# Task statement
The records below are to be reproduced exactly, with the pictures left out.

------------------------------------------------------------------------

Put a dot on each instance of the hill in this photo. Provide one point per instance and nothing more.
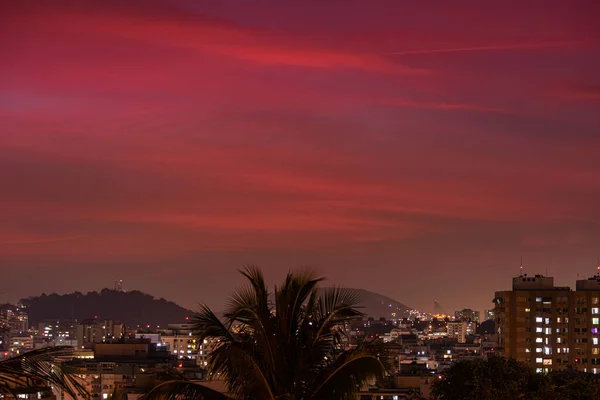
(138, 308)
(377, 305)
(132, 308)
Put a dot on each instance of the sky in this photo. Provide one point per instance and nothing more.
(415, 149)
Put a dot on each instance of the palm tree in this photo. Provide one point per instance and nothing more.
(289, 349)
(39, 368)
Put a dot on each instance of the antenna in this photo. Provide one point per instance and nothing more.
(521, 268)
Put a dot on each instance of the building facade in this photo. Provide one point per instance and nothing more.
(550, 327)
(457, 330)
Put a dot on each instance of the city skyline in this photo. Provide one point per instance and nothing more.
(412, 151)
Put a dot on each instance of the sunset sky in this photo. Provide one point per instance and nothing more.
(416, 149)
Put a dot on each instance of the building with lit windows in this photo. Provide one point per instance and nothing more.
(467, 315)
(457, 330)
(550, 327)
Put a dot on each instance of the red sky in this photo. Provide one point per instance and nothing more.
(417, 150)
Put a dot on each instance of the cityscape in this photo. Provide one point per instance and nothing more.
(316, 200)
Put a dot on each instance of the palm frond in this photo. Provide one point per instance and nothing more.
(41, 365)
(347, 373)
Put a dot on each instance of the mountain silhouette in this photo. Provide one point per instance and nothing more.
(132, 308)
(137, 308)
(379, 306)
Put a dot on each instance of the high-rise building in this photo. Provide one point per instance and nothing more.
(458, 330)
(550, 327)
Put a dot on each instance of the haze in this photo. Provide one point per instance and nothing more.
(416, 150)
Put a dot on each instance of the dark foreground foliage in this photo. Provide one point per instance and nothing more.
(283, 345)
(501, 378)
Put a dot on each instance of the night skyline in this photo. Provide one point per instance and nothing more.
(413, 151)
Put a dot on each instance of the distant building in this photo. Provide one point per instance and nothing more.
(467, 315)
(550, 327)
(458, 330)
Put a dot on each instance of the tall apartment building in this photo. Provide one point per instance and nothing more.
(550, 327)
(467, 315)
(457, 330)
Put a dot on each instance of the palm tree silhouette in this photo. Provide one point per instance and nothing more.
(288, 345)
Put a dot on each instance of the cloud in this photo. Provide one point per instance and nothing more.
(495, 47)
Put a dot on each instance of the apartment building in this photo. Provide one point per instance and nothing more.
(550, 327)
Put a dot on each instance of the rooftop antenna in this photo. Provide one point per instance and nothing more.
(521, 268)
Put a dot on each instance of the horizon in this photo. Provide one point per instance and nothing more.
(415, 151)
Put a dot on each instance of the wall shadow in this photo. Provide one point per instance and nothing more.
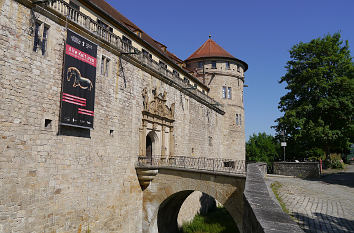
(324, 223)
(340, 178)
(169, 209)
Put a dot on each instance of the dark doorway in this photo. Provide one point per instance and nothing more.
(148, 147)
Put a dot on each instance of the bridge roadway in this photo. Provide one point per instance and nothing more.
(167, 182)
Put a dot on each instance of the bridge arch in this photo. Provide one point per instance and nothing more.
(169, 189)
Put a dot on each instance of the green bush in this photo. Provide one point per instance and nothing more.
(334, 161)
(217, 221)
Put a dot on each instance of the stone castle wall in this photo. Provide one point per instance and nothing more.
(302, 169)
(51, 182)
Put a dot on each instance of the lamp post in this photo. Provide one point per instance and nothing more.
(283, 143)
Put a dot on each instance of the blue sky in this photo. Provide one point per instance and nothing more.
(258, 32)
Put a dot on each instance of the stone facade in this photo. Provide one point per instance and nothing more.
(301, 170)
(233, 130)
(57, 179)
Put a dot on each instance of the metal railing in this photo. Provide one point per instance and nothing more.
(64, 9)
(194, 163)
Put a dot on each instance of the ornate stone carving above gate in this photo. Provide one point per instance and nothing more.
(157, 107)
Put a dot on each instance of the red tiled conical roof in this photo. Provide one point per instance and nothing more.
(210, 49)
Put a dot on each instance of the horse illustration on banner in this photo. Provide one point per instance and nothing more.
(79, 81)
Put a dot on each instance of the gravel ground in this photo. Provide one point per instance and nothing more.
(320, 205)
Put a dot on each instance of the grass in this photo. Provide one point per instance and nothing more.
(216, 221)
(275, 188)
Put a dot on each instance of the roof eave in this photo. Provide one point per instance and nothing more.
(218, 57)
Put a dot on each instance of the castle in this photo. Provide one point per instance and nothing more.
(85, 93)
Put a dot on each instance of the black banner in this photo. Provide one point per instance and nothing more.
(78, 95)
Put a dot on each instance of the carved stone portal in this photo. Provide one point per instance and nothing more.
(157, 118)
(157, 106)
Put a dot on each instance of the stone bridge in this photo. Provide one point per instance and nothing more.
(168, 182)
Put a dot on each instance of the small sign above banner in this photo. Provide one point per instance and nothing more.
(79, 79)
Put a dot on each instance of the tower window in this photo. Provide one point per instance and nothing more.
(227, 65)
(224, 92)
(229, 92)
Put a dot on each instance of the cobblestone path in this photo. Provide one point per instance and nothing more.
(321, 205)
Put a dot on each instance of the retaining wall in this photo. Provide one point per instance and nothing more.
(301, 170)
(261, 213)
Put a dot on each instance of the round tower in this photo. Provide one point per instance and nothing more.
(224, 75)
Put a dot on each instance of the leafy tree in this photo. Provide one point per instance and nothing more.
(262, 148)
(318, 108)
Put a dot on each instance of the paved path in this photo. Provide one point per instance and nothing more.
(321, 205)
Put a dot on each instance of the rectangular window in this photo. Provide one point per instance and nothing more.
(147, 54)
(104, 25)
(126, 40)
(224, 92)
(105, 63)
(36, 36)
(44, 39)
(162, 64)
(228, 65)
(175, 73)
(229, 92)
(74, 6)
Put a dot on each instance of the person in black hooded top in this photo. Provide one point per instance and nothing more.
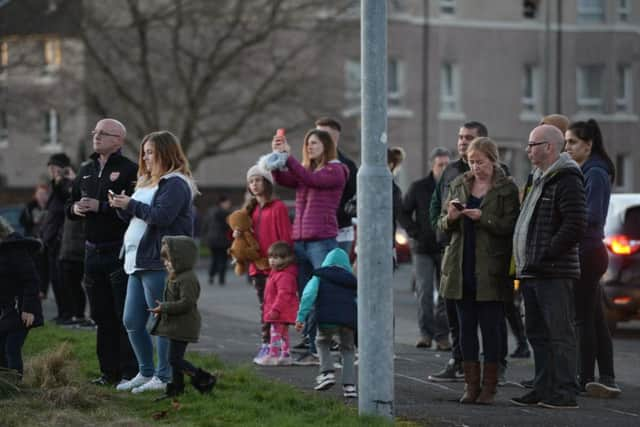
(20, 307)
(583, 142)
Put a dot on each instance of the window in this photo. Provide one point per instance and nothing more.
(447, 7)
(624, 10)
(624, 171)
(590, 11)
(624, 94)
(530, 88)
(4, 128)
(4, 57)
(51, 127)
(52, 55)
(449, 88)
(395, 82)
(589, 90)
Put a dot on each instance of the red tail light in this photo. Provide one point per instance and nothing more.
(622, 245)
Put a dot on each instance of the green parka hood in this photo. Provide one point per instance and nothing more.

------------------------------------------------------------------------

# Expected output
Put a dot on each instance of the hill in this photo. Provide one point per instance and nothing more.
(138, 308)
(377, 305)
(132, 308)
Put a dot on each instance of the sky in this photo. Provide one point per instance and nothing more.
(415, 149)
Put a dot on each instance of the palm tree in this photo. Provide one point per instance and nothing more.
(289, 349)
(39, 368)
Put a dot on each instance of the antenna in this photo. Provide one point per instance and nothing more.
(521, 268)
Put a dot on each instance of the building facade in this photo. Provide one point per instance and nothing more.
(550, 327)
(457, 330)
Put a dot on each instance of the city skyline in this photo. Provide one point per instance and nothing more.
(412, 151)
Put a dot on each instance of the sunset sky in this photo. Provide one point per instance and nothing more.
(416, 149)
Put a dot on each instance of the building with lit windows in this photo. Provide one point per instance and nothing more.
(467, 315)
(457, 330)
(550, 327)
Put a dot on each instance of the red sky in this photo. Provide one point per instance and nothing more.
(417, 150)
Put a dot on each instance of the cityscape in this photo. Provide one point per instance and nothing more.
(316, 200)
Put a dot on each instance of the palm frond in this photo. Provide one point per instance and nothing more.
(41, 365)
(347, 373)
Put a dot on each instance of the mountain silhouette in this photo. Provide one point per instance and nothing more.
(132, 308)
(137, 308)
(379, 306)
Put a dot on each instance of the high-rise building in this photo. Provide one point per instance and nothing more.
(458, 330)
(550, 327)
Put a dot on each instance of the haze in this photo. Provide one point per instance and nothing more.
(416, 150)
Put a dot on each instance of the dark foreground foliage in this photo. Provide one point per instance and nothing more.
(283, 345)
(501, 378)
Put a dot on each instance of the night skyline in this photo. Provide one point per instance and nothing more.
(413, 151)
Put a dot on each instance of the distant building in this photo. Provide one point per instance and nothing more.
(467, 315)
(550, 327)
(458, 330)
Put a dot on each instance of the tall apartment building in this photo. Provide one point per instance and nothing more.
(550, 327)
(467, 315)
(457, 330)
Put a dot on each instance of the palm tree silhouette in this photo. Provide one point per instance and nothing more.
(288, 345)
Put a dot on each instance of the cloud in this photo. Provide one point per instance and nothing more.
(495, 47)
Put a dot on each instance of the apartment building in this photo. Provide one point per instance and nothing more.
(550, 327)
Put a dot on each instance of the rooftop antenna in this photo. Provide one point per instance and nothing more.
(521, 268)
Put a dot on each instance of the horizon in this photo. Provide one point per instance and nothing more.
(415, 151)
Put a dot on each instance of the wall shadow in this photo. Provide one point per instance and nothing more.
(324, 223)
(340, 178)
(169, 209)
Put a dot on each instance of the dark doorway in this photo. Provide one point per instance and nothing more.
(148, 147)
Put a dot on each instance of the bridge roadway in this photo. Provide one point per instance and nothing more.
(167, 182)
Put a dot on each instance of the bridge arch in this photo. Provide one point per instance and nothing more.
(169, 189)
Put a dot on each instance of the green bush in this photo. Provide one point per instance and nothing more.
(334, 161)
(217, 221)
Put a dot on each instance of the stone castle wall in this photo. Provide one point per instance and nothing more.
(302, 169)
(51, 182)
Put a dot on each instance of the lamp post in this photo. Provide one point per instance and nothing more.
(283, 143)
Put a dot on each instance of the blue sky in this photo. Provide one point per instance and nothing more.
(258, 32)
Put a dot on each instance of the stone facade in this photo. Provide one point per instance and nothing more.
(301, 170)
(233, 130)
(57, 179)
Put a dot on each instance of the metal railing in this photo. Provide one point per instance and nothing more.
(64, 9)
(194, 163)
Put a dot on each instance of the ornate stone carving above gate in this photo. Provide one point per instance and nothing more.
(157, 107)
Put a dot on each instance of the red tiled conical roof in this photo. Provide one point per instance and nothing more.
(210, 49)
Put a dot on each instance of the horse illustration on banner in this photo. Provide one point per instance and nothing more.
(79, 81)
Put a dot on each instance of the gravel ground in this photo. Provide one point per instance and nothing more.
(320, 205)
Put a dot on each instance of the grass in this photo. Provide one point per instance and nothing more.
(216, 221)
(275, 188)
Put a dot on each instance of the roof eave in this photo. Provide one point per instance and nothing more.
(218, 57)
Put a dot on each instance of the castle in this photo. Provide one point per instance and nothing more.
(85, 93)
Put a dot on each instance of the black banner in this photo. Provide one point per instance and nothing more.
(78, 95)
Put a dot on each instance of the carved stone portal in this photo. Provide one point per instance and nothing more.
(157, 118)
(157, 106)
Put a dot on each instance of the stone bridge in this photo. Provide one point per instance and nothing more.
(168, 182)
Put a dot on each instance of the small sign above banner in this photo. Provide one point per instance and nothing more.
(79, 79)
Put a dot on each instance of the tower window in this photo. Provide one point per instance and nothing more.
(227, 65)
(224, 92)
(229, 92)
Put a dot on each instance of the cobblestone path in this photo. Provide one point per instance and nothing more.
(321, 205)
Put a dot on each instance of the retaining wall in this photo. Provide one point per instance and nothing more.
(301, 170)
(261, 213)
Put a dot on each instance of the round tower in this photo. Provide one point per instance and nothing more.
(224, 75)
Put a dot on each instance of the leafy tree in this photo. Provide one point per instance and nothing more.
(262, 148)
(318, 108)
Put a dot on each instance of the paved path in this photo. Provide one point per instance and nothing more.
(321, 205)
Put a dot on each instance of the rectangular window in this photo. Provide one point per instance and nothing more.
(147, 54)
(104, 25)
(126, 40)
(224, 92)
(105, 63)
(36, 36)
(44, 39)
(162, 64)
(228, 65)
(175, 73)
(229, 92)
(74, 6)
Put a dot on each instance of the person in black hooded top in this photo. Provide one point per instance and nothing more.
(20, 307)
(583, 142)
Put a dot on each instance of the window in this photo. Provide one point per instance and nothing more.
(447, 7)
(624, 10)
(624, 171)
(590, 11)
(624, 94)
(530, 88)
(4, 128)
(4, 57)
(51, 127)
(52, 55)
(449, 88)
(395, 82)
(589, 90)
Put a dot on each instance of the red tail light in this photo. Provide one point per instance and nothing more.
(622, 245)
Put a dot on each instance of the green parka hood in this photo. Provide one point per instance and nothing more.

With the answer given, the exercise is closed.